───── Data listing
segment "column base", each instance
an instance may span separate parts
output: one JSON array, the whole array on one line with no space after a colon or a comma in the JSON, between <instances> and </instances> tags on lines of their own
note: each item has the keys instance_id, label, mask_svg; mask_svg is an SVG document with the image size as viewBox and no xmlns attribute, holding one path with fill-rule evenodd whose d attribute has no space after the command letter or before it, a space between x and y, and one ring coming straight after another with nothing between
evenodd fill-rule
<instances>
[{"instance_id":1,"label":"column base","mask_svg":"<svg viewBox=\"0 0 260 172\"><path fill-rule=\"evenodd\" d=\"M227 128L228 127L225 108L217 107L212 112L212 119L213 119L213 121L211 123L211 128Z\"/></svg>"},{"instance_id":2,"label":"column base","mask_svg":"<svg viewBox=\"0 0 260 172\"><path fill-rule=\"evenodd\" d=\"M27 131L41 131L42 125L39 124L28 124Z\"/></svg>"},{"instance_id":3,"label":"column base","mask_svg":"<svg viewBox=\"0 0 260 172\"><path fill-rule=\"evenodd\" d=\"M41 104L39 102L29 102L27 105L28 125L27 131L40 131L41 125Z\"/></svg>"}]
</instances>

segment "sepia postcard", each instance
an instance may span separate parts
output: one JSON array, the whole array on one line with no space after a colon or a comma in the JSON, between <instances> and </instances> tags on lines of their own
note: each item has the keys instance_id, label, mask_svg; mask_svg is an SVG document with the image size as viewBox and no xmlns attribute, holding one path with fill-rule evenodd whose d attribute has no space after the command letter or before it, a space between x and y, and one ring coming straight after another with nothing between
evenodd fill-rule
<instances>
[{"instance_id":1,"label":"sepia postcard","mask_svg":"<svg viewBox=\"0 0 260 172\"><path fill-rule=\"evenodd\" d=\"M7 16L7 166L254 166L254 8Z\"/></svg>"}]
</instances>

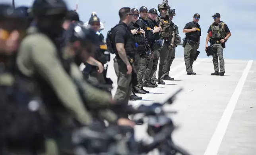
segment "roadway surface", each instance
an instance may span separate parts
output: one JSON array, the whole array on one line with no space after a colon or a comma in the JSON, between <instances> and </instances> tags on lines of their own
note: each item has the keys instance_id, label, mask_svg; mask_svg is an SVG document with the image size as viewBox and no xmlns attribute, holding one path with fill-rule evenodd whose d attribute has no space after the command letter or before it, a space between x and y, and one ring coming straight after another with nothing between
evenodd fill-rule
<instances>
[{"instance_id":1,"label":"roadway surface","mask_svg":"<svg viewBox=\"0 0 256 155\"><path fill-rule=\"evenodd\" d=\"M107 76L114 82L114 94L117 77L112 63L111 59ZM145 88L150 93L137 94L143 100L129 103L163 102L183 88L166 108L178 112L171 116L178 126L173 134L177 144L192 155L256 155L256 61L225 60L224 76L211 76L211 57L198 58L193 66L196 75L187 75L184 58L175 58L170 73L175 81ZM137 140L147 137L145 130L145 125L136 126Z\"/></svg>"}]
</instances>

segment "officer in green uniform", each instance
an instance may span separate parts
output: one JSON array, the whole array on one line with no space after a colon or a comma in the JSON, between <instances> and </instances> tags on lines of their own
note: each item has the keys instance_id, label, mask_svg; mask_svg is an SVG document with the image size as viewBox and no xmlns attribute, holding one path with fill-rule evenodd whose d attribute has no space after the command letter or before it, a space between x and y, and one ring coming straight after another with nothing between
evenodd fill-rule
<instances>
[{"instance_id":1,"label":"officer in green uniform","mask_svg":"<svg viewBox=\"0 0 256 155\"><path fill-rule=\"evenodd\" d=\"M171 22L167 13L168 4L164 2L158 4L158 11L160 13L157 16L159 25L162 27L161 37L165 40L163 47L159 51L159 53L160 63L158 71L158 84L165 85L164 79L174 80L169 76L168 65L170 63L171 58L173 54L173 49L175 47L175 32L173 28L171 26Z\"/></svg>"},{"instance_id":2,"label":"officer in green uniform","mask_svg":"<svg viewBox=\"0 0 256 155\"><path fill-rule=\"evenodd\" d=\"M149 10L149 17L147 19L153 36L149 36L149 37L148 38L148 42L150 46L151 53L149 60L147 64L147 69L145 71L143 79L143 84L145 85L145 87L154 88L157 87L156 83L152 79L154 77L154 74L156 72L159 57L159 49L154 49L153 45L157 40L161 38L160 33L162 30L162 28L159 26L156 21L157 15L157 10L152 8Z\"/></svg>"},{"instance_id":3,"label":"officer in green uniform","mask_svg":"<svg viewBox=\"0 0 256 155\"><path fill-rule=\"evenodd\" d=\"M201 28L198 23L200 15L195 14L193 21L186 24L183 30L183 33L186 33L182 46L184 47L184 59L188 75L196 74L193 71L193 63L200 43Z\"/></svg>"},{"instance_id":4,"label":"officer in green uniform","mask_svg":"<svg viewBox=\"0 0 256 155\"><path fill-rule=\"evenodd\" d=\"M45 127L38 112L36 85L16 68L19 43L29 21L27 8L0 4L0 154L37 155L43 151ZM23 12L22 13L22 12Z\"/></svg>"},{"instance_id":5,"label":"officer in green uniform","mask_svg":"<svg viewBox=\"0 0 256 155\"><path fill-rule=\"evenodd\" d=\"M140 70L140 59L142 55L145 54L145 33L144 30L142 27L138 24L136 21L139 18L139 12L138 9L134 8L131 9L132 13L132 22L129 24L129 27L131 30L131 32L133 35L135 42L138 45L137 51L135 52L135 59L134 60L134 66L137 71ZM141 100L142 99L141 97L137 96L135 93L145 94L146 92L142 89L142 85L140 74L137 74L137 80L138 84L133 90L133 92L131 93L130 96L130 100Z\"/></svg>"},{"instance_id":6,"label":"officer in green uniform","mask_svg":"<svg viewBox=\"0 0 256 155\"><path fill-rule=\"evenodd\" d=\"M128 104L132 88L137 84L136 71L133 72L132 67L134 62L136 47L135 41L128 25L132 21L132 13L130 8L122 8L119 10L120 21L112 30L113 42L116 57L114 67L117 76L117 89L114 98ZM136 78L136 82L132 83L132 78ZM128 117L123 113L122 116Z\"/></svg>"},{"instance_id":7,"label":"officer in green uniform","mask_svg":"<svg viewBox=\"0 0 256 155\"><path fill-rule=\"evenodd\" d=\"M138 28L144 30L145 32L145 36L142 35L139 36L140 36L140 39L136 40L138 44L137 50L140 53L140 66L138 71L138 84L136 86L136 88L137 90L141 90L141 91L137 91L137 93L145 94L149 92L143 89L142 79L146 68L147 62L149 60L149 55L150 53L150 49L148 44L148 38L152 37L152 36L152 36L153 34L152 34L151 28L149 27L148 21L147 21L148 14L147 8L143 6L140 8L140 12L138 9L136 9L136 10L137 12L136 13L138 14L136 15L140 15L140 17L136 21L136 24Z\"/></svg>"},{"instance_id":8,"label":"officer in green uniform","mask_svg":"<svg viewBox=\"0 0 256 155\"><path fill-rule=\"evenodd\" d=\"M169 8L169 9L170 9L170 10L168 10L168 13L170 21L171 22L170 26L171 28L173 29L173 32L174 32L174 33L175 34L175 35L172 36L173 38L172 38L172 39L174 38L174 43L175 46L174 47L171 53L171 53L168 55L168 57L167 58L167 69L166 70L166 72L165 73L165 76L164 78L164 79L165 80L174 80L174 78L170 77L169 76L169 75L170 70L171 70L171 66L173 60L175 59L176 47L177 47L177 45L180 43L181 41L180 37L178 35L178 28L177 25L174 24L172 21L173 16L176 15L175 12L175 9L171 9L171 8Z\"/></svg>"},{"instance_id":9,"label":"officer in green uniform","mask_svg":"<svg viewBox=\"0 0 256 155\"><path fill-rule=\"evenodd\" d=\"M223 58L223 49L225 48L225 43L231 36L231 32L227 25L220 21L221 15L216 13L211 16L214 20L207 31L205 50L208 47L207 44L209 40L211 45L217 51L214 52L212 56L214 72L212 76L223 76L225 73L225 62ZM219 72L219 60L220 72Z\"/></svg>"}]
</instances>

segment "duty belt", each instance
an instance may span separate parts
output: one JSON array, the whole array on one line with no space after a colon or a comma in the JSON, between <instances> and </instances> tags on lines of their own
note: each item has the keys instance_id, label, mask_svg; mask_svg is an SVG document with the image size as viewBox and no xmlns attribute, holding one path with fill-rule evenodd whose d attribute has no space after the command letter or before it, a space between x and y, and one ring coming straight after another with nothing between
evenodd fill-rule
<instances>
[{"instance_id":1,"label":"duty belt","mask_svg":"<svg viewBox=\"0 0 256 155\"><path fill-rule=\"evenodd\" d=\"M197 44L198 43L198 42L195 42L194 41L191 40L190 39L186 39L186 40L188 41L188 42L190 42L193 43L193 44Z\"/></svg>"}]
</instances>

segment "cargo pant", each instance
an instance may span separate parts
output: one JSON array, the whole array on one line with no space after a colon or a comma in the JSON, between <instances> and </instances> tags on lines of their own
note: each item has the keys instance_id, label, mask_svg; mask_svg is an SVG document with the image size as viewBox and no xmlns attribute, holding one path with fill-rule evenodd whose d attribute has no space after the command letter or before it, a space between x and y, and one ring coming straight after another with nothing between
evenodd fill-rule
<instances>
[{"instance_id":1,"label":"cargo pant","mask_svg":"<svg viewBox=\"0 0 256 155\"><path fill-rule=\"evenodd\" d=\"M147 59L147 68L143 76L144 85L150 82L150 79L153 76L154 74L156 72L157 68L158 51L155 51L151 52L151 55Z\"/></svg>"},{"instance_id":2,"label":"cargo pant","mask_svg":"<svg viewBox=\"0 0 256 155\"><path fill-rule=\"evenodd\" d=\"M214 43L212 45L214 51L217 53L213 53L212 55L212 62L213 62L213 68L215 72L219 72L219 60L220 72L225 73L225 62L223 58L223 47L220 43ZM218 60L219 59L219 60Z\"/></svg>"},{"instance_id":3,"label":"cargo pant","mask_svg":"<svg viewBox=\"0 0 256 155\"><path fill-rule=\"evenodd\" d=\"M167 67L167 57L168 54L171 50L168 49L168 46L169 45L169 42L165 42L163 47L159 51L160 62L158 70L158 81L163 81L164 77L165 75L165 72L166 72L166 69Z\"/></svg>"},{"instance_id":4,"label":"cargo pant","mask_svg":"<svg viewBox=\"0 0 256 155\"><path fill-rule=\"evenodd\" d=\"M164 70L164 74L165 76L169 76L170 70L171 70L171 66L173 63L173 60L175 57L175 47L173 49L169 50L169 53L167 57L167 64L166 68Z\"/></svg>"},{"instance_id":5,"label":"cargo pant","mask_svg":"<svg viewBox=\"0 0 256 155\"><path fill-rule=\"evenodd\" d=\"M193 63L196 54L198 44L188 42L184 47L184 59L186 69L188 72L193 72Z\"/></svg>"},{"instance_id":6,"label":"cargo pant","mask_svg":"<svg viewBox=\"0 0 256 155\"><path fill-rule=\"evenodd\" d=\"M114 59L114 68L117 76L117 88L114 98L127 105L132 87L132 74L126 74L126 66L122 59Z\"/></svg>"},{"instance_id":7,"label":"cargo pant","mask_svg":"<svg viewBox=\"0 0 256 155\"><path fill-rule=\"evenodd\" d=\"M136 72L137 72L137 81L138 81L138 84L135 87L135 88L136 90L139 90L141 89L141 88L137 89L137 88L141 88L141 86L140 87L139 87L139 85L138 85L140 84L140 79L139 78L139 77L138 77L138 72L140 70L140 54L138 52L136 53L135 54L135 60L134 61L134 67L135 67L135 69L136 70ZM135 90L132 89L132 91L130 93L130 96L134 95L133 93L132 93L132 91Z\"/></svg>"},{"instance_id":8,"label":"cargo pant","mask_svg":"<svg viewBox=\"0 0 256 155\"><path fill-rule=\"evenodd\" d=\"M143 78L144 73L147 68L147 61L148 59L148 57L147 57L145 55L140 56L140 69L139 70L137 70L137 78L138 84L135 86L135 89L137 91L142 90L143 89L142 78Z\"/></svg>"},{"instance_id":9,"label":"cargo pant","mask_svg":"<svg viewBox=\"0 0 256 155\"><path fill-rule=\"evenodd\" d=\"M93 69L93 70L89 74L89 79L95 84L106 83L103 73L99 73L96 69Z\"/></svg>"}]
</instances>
──────────
What the task requires:
Count how many lines of the data contain the string "postcard", treating uppercase and lowercase as different, and give only that number.

Task result:
2